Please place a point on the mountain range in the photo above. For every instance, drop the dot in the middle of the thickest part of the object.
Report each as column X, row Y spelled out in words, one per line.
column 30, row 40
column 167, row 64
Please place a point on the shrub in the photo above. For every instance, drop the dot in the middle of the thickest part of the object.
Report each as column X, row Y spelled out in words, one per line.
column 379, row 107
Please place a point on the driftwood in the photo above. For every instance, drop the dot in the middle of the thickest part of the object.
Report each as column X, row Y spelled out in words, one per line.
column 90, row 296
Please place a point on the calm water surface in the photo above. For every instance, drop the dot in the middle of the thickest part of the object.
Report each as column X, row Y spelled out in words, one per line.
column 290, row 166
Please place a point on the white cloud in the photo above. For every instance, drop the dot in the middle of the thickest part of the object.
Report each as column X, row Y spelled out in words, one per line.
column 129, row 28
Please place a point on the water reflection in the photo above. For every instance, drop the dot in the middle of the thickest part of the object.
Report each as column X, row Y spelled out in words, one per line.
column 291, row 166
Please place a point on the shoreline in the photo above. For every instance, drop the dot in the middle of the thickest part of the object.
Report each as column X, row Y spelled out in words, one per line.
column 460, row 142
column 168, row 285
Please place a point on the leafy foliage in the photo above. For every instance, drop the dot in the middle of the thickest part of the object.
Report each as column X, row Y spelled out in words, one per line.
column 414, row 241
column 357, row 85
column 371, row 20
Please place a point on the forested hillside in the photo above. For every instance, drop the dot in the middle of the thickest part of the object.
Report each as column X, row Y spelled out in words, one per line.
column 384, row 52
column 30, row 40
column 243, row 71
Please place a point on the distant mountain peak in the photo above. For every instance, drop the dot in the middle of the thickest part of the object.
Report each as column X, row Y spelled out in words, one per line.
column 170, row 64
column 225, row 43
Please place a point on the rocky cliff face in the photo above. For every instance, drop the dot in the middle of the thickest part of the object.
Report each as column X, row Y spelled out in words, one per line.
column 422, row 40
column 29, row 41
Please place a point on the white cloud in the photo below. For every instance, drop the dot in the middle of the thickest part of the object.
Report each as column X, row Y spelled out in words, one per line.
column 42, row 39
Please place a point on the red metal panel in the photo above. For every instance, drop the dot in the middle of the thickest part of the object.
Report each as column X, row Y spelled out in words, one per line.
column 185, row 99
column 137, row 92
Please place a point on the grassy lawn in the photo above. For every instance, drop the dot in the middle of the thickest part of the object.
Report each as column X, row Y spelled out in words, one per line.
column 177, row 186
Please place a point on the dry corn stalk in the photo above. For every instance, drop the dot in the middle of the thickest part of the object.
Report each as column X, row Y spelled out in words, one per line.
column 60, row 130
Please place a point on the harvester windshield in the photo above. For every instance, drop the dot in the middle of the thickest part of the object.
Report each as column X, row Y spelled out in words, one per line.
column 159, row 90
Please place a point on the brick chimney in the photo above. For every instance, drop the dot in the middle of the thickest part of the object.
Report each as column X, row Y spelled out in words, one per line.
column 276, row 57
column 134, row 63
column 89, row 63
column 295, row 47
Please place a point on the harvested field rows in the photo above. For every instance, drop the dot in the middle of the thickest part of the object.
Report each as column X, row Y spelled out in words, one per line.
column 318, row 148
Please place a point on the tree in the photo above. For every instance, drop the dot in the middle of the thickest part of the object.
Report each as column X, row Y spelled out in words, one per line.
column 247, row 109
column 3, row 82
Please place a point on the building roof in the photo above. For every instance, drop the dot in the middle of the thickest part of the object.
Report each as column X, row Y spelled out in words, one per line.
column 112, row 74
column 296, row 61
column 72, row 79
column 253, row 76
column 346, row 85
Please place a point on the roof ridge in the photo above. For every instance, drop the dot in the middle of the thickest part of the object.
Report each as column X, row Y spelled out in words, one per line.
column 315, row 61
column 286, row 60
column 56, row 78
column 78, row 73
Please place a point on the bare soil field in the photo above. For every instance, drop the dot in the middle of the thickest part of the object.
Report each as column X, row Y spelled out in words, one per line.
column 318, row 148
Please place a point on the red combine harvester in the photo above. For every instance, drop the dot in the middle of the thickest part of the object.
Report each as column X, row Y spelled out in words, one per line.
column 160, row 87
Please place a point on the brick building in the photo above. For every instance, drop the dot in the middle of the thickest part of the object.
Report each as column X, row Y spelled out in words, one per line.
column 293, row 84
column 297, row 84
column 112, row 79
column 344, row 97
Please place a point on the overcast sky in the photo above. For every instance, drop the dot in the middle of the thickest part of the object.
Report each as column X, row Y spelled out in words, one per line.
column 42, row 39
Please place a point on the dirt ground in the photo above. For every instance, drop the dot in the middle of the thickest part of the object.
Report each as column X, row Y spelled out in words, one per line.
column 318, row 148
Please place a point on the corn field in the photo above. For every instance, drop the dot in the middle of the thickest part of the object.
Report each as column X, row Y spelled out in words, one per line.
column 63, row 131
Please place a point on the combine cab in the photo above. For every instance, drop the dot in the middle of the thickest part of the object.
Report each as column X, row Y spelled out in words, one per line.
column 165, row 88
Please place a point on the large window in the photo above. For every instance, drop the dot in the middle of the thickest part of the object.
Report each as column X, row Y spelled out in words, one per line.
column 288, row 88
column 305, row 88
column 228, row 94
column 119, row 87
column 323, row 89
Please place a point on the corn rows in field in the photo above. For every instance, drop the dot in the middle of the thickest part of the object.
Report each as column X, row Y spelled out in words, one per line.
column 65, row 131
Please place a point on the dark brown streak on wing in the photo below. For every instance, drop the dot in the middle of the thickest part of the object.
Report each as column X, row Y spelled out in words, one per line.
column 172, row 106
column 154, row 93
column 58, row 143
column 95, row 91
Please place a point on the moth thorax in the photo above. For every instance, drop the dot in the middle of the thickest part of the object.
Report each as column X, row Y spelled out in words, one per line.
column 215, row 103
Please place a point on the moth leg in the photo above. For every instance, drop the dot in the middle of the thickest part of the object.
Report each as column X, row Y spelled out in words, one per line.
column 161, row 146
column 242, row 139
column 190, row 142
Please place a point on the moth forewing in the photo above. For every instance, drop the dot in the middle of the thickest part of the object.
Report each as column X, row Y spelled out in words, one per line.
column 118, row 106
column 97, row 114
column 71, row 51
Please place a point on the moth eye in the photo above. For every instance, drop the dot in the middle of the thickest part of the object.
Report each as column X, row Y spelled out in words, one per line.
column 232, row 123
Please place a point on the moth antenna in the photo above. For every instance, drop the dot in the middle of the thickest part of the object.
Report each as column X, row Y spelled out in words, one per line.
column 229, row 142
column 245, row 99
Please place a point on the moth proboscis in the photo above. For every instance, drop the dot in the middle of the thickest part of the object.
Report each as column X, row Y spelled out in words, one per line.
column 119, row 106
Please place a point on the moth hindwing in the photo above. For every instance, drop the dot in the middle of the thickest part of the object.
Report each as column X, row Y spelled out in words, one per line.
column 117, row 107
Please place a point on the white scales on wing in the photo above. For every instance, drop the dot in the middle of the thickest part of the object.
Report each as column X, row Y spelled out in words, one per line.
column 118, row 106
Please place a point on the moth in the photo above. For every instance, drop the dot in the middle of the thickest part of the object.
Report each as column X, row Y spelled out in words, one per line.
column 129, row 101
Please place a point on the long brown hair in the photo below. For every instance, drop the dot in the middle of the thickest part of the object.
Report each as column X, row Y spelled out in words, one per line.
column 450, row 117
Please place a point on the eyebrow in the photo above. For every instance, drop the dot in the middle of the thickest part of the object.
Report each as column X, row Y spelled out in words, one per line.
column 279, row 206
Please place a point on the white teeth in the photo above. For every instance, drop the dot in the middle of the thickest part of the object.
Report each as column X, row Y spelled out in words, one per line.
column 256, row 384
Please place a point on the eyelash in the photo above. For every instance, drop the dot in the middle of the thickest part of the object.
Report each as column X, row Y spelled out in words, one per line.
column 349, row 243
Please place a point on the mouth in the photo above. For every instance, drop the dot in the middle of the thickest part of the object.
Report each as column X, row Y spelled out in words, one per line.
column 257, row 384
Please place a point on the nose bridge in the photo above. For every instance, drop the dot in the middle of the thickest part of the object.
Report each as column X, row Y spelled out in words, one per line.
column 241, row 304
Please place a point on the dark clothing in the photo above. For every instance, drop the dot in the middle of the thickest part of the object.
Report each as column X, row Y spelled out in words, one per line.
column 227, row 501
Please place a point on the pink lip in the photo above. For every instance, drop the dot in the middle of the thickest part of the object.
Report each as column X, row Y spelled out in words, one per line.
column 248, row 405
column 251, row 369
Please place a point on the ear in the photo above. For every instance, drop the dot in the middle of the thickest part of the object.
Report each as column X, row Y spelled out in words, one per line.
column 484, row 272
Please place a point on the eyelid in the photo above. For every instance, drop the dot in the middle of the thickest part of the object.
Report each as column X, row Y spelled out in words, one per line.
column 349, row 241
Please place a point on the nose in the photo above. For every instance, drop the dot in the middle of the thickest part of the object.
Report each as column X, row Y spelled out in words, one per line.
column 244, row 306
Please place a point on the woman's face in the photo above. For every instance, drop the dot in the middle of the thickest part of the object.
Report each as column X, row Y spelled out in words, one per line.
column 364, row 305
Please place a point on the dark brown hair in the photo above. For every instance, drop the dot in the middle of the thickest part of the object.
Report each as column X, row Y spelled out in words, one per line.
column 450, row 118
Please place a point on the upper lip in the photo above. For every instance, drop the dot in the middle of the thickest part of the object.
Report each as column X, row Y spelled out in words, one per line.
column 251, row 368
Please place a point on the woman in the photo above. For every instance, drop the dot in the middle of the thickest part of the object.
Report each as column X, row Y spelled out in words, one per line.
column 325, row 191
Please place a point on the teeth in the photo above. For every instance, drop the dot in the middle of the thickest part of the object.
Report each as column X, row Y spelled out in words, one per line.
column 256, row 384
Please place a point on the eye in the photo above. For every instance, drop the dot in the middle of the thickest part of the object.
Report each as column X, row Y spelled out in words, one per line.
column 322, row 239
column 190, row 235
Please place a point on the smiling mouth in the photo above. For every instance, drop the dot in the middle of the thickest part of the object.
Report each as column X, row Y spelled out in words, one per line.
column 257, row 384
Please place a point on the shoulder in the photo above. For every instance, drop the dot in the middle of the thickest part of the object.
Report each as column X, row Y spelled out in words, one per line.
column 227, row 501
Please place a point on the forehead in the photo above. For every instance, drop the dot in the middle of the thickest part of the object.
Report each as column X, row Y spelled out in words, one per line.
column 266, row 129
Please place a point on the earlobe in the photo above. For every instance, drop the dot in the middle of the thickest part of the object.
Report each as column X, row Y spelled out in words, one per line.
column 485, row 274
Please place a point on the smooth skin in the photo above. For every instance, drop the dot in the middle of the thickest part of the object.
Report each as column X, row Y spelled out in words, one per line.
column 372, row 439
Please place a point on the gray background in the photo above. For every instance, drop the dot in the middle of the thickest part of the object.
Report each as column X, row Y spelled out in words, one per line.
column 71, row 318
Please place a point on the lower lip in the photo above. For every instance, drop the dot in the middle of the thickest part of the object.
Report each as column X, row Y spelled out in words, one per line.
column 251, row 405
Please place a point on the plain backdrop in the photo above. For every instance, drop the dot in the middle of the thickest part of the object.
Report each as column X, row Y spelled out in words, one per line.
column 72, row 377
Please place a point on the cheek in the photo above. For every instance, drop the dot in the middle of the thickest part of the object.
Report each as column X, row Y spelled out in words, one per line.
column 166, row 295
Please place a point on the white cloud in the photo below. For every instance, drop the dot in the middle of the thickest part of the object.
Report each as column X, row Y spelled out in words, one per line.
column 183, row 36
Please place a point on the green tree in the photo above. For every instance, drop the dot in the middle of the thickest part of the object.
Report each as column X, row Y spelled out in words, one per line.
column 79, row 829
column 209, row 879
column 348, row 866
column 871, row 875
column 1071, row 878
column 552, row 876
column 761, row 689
* * * *
## Exercise directions
Write out, unchanged, the lines of the entries above, starting with the line that contains "Please place a point on the dry" and going on through the line that contains "column 60, row 130".

## Worked answer
Please place a point on the dry corn stalk in the photo above. For every instance, drop the dot in the middle of the thickest part of the object.
Report each as column X, row Y spelled out in words, one per line.
column 60, row 130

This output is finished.